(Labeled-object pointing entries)
▬▬▬▬▬▬
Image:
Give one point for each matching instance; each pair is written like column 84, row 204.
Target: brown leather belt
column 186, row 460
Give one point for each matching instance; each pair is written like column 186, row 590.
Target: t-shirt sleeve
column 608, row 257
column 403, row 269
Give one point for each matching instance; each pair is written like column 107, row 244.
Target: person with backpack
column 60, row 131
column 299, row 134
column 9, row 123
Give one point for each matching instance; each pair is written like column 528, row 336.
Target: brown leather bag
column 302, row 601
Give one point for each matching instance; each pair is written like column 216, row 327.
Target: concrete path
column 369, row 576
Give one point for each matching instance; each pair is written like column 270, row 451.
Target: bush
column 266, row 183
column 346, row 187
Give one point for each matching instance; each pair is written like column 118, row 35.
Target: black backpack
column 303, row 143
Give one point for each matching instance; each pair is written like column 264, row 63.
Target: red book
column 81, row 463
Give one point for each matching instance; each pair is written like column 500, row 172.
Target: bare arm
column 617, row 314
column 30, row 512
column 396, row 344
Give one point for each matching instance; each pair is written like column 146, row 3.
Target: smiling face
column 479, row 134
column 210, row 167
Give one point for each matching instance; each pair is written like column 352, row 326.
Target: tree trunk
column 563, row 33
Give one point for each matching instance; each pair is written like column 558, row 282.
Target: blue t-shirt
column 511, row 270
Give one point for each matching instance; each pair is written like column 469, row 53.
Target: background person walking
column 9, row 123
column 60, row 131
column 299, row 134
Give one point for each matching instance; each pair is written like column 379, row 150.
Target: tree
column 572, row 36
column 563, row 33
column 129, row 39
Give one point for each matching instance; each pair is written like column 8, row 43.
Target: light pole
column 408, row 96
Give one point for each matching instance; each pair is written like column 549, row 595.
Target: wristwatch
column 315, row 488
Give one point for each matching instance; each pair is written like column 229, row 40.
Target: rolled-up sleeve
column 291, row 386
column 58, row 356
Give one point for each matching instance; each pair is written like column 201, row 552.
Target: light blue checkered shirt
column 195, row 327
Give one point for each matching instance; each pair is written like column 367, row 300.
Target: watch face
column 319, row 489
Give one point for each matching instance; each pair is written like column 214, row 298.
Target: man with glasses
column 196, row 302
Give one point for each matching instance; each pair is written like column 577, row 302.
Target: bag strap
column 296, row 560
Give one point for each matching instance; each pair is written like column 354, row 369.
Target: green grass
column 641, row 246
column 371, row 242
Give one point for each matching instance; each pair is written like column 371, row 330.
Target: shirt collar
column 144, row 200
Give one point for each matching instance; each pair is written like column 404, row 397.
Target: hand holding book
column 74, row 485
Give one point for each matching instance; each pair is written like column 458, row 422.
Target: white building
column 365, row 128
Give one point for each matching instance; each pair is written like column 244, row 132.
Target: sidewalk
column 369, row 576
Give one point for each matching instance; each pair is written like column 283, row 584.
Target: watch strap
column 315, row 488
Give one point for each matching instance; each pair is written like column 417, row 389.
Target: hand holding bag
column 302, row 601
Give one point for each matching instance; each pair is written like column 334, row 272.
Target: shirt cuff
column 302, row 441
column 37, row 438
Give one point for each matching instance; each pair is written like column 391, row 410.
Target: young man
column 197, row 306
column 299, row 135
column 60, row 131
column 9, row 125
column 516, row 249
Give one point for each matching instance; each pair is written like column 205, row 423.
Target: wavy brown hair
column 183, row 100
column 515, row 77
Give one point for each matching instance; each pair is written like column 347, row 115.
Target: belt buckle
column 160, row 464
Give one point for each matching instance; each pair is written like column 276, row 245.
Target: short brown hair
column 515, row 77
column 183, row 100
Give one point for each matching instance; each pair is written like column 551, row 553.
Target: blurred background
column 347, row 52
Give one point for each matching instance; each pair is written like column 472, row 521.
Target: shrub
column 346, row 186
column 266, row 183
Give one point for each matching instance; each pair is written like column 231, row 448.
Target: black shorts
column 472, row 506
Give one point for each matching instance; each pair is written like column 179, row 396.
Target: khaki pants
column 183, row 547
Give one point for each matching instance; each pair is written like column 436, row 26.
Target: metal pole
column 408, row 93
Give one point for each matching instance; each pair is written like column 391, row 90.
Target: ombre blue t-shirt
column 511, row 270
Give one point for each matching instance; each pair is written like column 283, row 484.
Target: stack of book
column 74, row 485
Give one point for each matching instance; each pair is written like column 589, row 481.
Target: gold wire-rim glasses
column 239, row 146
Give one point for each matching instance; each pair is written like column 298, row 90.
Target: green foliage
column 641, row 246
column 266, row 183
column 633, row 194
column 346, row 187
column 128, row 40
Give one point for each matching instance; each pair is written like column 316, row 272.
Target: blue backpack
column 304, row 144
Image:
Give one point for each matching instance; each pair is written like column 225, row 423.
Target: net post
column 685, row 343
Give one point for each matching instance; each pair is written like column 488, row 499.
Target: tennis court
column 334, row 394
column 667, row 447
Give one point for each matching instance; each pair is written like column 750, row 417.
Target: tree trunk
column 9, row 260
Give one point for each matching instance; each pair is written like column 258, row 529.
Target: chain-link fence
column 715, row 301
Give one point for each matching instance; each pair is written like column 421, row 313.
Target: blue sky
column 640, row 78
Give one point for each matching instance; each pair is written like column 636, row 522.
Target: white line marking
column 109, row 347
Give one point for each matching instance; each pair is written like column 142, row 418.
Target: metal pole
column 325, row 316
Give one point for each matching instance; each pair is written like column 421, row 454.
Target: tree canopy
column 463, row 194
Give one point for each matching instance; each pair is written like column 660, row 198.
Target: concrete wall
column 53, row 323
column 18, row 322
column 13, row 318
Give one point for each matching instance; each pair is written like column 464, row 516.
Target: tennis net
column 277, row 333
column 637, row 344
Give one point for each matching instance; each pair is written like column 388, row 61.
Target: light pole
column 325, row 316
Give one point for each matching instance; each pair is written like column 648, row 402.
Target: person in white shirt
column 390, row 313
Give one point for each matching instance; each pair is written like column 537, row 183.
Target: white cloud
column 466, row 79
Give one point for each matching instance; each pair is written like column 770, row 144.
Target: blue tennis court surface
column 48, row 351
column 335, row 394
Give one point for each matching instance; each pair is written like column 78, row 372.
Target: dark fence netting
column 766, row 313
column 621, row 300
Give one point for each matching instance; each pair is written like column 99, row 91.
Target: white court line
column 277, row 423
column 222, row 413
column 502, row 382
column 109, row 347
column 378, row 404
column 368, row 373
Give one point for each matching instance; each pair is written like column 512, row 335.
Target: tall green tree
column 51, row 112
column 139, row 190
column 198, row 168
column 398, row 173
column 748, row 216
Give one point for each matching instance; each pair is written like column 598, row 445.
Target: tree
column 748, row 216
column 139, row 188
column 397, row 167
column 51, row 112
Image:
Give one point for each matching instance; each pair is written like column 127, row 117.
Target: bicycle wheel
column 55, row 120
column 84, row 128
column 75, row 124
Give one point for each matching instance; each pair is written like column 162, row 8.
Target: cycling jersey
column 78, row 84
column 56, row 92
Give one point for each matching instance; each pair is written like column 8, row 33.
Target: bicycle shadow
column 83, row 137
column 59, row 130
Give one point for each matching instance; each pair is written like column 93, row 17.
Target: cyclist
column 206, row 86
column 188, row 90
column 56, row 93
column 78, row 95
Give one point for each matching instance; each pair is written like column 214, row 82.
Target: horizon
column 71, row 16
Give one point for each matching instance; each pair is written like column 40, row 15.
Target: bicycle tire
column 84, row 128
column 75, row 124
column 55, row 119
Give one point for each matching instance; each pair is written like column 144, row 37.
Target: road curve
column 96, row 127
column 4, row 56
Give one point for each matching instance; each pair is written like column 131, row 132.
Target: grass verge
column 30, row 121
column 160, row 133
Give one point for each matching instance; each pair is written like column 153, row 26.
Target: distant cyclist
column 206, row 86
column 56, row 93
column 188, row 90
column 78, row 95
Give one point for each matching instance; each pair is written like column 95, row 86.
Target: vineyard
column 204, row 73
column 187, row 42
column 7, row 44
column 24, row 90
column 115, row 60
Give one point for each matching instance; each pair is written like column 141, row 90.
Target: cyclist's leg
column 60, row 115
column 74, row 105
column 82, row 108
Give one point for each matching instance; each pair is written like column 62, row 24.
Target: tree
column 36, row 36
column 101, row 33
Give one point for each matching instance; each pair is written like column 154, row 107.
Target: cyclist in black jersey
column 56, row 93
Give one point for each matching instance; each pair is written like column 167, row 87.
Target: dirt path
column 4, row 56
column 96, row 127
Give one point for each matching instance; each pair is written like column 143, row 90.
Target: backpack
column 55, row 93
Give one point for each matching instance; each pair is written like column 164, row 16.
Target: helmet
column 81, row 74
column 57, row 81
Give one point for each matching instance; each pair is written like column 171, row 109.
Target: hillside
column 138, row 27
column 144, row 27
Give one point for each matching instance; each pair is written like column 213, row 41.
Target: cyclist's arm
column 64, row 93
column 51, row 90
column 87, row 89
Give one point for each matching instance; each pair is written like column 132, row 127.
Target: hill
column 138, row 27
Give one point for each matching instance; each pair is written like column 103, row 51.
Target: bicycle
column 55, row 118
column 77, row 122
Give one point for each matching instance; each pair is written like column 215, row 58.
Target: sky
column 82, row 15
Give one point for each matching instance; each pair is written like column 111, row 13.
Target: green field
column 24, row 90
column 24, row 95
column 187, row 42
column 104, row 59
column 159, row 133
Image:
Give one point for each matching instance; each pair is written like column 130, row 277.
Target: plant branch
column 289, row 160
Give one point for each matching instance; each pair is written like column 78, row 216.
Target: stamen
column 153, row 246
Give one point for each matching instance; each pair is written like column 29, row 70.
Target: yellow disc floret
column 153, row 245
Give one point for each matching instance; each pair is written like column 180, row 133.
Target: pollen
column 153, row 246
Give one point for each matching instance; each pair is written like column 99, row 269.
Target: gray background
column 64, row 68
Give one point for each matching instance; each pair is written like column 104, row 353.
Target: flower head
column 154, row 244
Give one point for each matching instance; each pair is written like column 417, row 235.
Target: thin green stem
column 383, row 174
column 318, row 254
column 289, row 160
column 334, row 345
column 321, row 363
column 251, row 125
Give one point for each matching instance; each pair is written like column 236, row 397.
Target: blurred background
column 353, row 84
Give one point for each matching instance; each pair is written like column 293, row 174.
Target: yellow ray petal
▬▬▬▬▬▬
→ **WHAT YOU NEED TO DO**:
Put the lines of the material above into a numbered list, starting at the line containing "214, row 298." and ending at the line containing "column 144, row 200", and leave out any blank lines.

→ **ANSWER BELOW**:
1. Give one point for each matching instance; each pair is written like column 214, row 298.
2. Target: man with glasses
3. column 196, row 302
4. Give one point for each matching instance; each pair is written like column 577, row 302.
5. Target: bag strap
6. column 296, row 560
7. Give one point for each matching instance; each pair is written like column 354, row 369.
8. Target: green grass
9. column 641, row 246
10. column 371, row 242
11. Give one point for each matching instance; each pair is written like column 371, row 330.
12. Target: shirt collar
13. column 144, row 200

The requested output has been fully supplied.